- [WORK INSTRUCTIONS]
Pick out each line in the records below that contains the word "house" and copy those lines.

- [DATA IN THIS EXERCISE]

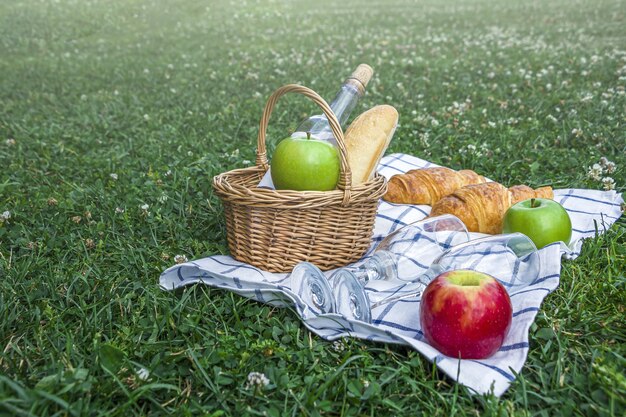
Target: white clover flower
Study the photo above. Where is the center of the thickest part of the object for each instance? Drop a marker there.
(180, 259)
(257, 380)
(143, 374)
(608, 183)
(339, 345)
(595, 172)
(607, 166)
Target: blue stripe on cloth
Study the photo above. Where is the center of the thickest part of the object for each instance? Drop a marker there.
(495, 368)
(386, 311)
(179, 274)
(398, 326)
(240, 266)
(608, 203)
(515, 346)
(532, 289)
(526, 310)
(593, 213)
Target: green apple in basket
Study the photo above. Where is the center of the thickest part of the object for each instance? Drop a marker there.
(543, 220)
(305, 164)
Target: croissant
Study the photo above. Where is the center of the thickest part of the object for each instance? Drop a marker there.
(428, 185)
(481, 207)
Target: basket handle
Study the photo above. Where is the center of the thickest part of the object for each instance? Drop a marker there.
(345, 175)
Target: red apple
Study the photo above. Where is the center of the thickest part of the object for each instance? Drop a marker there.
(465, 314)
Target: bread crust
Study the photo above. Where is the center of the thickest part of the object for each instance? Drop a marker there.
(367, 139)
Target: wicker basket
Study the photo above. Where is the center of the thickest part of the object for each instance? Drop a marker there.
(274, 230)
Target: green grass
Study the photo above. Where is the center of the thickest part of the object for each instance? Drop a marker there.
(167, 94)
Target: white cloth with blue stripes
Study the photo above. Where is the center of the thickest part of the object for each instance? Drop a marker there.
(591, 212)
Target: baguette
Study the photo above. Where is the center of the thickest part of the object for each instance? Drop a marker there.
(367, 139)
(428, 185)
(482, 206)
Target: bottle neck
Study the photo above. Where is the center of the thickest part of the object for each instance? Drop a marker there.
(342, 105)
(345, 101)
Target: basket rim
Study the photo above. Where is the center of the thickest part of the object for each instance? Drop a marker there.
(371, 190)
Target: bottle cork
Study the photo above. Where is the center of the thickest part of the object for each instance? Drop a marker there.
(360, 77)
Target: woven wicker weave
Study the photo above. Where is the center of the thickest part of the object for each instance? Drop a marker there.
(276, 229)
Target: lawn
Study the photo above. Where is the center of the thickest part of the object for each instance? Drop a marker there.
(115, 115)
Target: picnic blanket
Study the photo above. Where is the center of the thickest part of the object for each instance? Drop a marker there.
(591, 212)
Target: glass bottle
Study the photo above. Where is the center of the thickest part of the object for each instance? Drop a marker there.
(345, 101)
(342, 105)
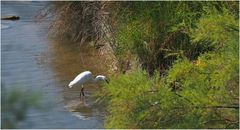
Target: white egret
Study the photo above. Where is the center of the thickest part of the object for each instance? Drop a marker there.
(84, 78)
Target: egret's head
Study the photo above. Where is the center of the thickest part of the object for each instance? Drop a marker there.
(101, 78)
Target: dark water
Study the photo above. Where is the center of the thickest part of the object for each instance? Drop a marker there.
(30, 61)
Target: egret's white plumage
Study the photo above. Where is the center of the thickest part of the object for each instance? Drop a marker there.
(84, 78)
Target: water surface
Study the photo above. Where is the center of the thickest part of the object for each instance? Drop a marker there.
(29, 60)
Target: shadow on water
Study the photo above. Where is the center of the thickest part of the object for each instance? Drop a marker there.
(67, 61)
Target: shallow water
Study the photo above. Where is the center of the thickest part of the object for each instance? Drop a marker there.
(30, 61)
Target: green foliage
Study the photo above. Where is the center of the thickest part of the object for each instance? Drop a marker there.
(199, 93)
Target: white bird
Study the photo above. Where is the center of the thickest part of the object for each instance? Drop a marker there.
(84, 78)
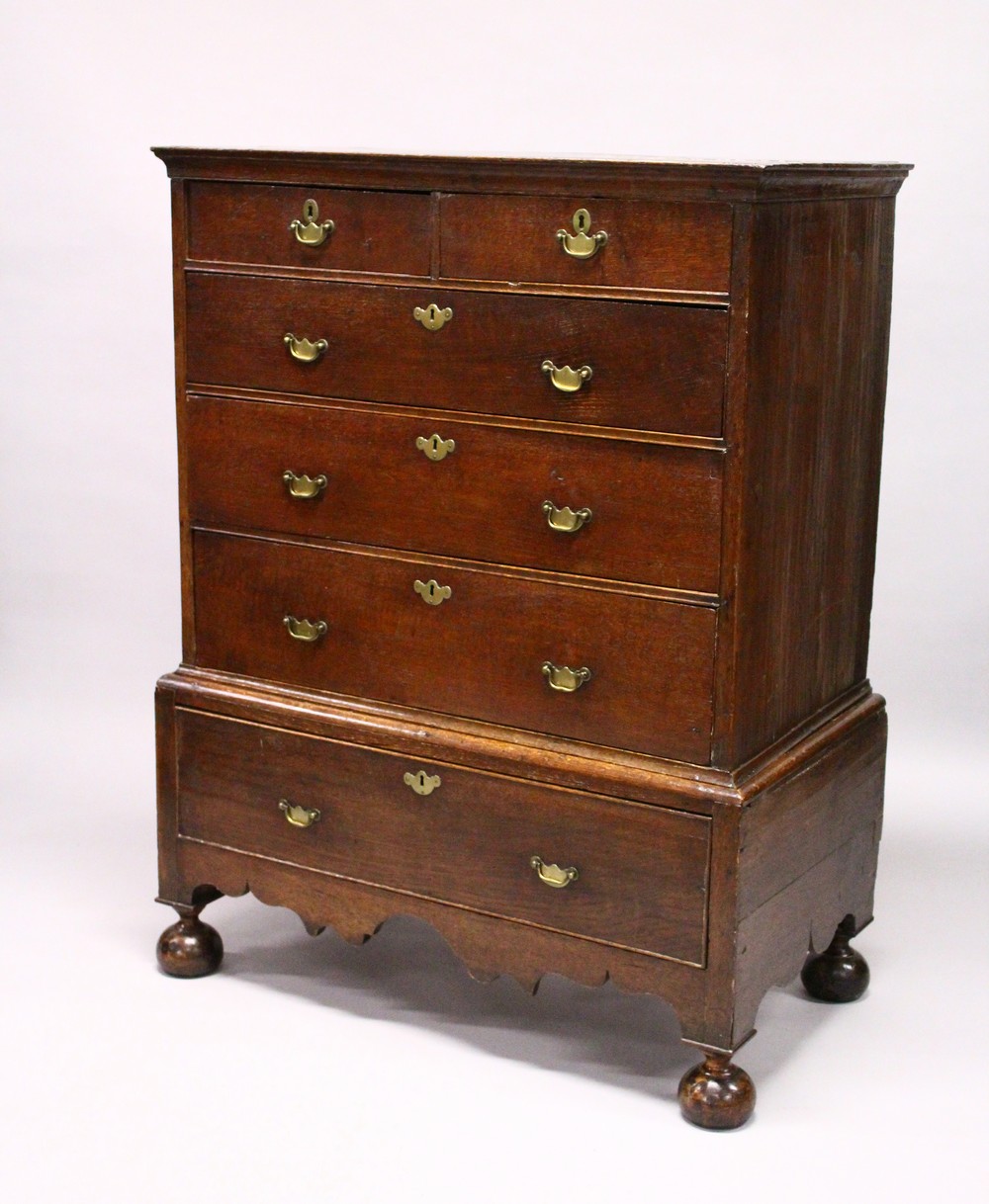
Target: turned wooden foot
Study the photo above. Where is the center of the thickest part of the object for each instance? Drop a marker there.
--
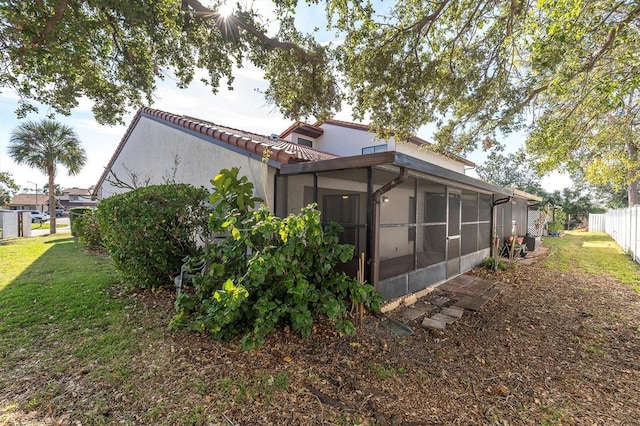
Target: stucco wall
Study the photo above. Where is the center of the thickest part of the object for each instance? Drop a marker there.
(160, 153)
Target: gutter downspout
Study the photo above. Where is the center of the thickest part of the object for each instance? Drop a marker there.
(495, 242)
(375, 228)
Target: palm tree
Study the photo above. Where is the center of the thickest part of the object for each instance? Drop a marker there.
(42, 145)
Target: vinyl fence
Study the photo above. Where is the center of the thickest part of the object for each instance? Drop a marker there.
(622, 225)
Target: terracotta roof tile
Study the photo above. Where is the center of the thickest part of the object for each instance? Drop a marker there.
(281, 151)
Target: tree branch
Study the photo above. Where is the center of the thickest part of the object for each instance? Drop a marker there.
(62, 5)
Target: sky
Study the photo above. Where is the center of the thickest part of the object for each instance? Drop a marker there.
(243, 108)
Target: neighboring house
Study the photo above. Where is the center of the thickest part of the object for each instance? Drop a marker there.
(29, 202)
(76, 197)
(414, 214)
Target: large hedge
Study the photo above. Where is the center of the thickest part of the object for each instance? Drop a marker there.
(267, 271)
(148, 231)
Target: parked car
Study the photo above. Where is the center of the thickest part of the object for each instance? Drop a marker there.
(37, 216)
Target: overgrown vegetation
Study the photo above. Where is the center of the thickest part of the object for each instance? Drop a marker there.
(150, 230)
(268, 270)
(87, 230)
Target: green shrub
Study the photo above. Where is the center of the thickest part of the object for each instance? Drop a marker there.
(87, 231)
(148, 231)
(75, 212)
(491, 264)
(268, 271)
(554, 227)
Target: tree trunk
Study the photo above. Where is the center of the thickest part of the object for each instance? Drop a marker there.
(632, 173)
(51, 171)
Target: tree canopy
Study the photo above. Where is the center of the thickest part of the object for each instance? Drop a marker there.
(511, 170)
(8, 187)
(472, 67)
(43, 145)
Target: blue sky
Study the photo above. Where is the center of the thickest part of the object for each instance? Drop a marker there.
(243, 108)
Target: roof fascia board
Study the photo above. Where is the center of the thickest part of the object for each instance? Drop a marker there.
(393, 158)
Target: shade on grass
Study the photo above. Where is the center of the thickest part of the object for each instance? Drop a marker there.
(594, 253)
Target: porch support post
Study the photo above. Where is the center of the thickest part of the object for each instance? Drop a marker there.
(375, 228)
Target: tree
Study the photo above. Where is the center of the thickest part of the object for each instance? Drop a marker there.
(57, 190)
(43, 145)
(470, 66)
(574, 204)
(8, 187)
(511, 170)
==
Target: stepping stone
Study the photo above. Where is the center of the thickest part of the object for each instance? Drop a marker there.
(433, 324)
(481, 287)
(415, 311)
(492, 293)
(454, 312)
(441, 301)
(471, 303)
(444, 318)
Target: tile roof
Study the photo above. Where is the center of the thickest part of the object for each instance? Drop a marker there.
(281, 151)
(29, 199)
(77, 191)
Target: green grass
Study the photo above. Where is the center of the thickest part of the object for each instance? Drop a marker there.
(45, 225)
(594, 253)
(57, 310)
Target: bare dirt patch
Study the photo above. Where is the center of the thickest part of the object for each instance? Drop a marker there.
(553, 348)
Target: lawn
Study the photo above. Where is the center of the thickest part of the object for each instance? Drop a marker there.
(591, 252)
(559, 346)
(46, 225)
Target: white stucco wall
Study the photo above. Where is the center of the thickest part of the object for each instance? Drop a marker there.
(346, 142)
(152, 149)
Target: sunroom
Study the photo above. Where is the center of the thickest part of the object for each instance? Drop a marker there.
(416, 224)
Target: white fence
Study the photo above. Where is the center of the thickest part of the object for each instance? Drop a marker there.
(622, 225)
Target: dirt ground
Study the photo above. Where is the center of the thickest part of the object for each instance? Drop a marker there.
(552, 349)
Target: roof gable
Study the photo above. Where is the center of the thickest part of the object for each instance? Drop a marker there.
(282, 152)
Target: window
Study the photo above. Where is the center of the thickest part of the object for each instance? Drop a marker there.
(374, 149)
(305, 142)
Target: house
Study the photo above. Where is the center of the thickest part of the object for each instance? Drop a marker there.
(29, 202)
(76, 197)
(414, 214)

- [THE COMPLETED TASK]
Target: neighboring house
Target: house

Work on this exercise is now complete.